EXCERPT TO READ:
[Start of section]
Question: Removing unwanted variation (RUV) for paired analysis ?
0
3.6 years ago by
g.atla0
g.atla0 wrote:

Dear All, I have read (EdgeR: Accounting for batch effects in a pairwise analysis) that there is no need to remove the batch effects for a paired design as they are auto corrected.

I am dealing with data from primary cells. There is lot of heterogeneity in the cells. So I initially thought to use RUV-Seq which corrects for unwanted variation and it estimates factors for unwanted variation in the data set and returns it as W_1.

library(RUVSeq)

treat <-  as.factor(rep(c("treated","Untreated"),8))
subjects=factor(c(rep(1:8, each=2)))
design <- model.matrix(~subjects+treat)

set <- newSeqExpressionSet(as.matrix(filtered), phenoData = data.frame(treat, row.names=colnames(filtered)))
set <- betweenLaneNormalization(set, which="upper")

#create empirical data set
y <- DGEList(counts=filtered, group=treat)
y <- calcNormFactors(y,  method="upperquartile")
y <- estimateGLMCommonDisp(y, design, verbose=TRUE)
y <- estimateGLMTrendedDisp(y, design)
y <- estimateGLMTagwiseDisp(y, design)
fit <- glmFit(y, design)
lrt <- glmLRT(fit)
top <- topTags(lrt, n=nrow(y))\$table
empirical <- rownames(set)[which(!(rownames(set) %in% rownames(top)[1:5000]))]

#normalise using empirical data set and estimate W_1
set2 <- RUVg(set, empirical, k=1)
[End of section]
RECORD SET:
[Start of section]
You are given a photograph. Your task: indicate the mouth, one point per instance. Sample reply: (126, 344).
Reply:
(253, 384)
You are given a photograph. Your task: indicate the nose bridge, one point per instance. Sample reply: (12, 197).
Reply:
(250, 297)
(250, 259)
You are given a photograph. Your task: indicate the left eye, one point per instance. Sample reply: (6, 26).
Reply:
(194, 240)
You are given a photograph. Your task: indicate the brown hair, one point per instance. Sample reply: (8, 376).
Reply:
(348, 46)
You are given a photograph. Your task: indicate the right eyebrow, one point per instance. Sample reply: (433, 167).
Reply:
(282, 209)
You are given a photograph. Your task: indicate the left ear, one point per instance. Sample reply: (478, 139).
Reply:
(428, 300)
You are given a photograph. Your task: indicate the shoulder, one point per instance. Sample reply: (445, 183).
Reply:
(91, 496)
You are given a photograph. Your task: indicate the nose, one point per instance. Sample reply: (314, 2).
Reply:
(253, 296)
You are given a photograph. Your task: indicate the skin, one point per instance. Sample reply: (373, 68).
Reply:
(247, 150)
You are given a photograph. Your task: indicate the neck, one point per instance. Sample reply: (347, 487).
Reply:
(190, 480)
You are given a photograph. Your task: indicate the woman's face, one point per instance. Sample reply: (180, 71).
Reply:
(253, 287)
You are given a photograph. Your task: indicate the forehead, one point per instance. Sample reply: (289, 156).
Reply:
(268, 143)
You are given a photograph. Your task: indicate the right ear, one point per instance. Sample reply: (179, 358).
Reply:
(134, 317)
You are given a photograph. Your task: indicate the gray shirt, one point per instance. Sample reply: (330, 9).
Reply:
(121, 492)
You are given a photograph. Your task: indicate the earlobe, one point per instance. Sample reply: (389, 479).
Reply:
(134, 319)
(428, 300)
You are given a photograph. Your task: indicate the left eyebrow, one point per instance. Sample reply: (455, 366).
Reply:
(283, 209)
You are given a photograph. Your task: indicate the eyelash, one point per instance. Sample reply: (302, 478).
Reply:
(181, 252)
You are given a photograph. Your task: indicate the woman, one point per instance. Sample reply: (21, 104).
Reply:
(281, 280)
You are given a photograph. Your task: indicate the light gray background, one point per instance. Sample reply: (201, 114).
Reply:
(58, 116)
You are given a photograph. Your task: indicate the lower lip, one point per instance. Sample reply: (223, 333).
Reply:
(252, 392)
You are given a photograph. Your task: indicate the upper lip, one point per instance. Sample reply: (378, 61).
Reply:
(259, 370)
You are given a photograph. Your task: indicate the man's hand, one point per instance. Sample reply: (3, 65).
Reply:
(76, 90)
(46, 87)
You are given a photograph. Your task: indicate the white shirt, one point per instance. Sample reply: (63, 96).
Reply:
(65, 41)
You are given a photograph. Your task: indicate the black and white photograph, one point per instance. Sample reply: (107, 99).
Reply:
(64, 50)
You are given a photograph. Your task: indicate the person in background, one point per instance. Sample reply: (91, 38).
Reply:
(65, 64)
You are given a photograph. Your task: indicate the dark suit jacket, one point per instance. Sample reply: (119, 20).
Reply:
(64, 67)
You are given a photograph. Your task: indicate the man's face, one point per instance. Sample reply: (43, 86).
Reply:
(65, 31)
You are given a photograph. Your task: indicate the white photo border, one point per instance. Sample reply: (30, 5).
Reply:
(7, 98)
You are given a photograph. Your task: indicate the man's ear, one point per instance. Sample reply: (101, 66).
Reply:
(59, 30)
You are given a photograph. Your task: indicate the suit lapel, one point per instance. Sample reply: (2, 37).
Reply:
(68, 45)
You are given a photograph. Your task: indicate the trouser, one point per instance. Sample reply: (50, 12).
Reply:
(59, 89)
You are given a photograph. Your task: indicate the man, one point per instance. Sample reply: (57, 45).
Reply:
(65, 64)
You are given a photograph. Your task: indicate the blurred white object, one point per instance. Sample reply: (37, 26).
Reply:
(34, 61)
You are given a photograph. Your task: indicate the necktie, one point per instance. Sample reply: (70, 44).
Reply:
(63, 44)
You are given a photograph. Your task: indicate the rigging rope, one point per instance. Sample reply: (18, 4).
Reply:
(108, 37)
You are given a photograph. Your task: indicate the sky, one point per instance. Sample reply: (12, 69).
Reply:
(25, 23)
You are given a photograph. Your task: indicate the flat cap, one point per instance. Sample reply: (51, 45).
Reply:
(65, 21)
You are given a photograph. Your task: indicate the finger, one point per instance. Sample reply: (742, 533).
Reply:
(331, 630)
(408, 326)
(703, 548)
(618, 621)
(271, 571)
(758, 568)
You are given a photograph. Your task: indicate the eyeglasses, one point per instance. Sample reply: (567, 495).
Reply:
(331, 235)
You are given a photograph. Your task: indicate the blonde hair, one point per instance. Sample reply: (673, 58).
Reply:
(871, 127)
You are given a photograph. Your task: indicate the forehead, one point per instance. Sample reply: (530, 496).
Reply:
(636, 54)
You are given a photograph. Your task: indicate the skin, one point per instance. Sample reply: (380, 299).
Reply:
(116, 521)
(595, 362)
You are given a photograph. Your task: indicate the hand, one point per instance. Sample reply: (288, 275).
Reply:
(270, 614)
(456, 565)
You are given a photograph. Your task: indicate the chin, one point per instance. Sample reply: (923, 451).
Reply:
[End of section]
YOUR OBJECTIVE:
Please copy out the whole forum question on removing unwanted variation for paired analysis, word for word.

FINISHED EXERCISE:
Question: Removing unwanted variation (RUV) for paired analysis ?
0
3.6 years ago by
g.atla0
g.atla0 wrote:

Dear All, I have read (EdgeR: Accounting for batch effects in a pairwise analysis) that there is no need to remove the batch effects for a paired design as they are auto corrected.

I am dealing with data from primary cells. There is lot of heterogeneity in the cells. So I initially thought to use RUV-Seq which corrects for unwanted variation and it estimates factors for unwanted variation in the data set and returns it as W_1.

library(RUVSeq)

treat <-  as.factor(rep(c("treated","Untreated"),8))
subjects=factor(c(rep(1:8, each=2)))
design <- model.matrix(~subjects+treat)

set <- newSeqExpressionSet(as.matrix(filtered), phenoData = data.frame(treat, row.names=colnames(filtered)))
set <- betweenLaneNormalization(set, which="upper")

#create empirical data set
y <- DGEList(counts=filtered, group=treat)
y <- calcNormFactors(y,  method="upperquartile")
y <- estimateGLMCommonDisp(y, design, verbose=TRUE)
y <- estimateGLMTrendedDisp(y, design)
y <- estimateGLMTagwiseDisp(y, design)
fit <- glmFit(y, design)
lrt <- glmLRT(fit)
top <- topTags(lrt, n=nrow(y))\$table
empirical <- rownames(set)[which(!(rownames(set) %in% rownames(top)[1:5000]))]

#normalise using empirical data set and estimate W_1
set2 <- RUVg(set, empirical, k=1)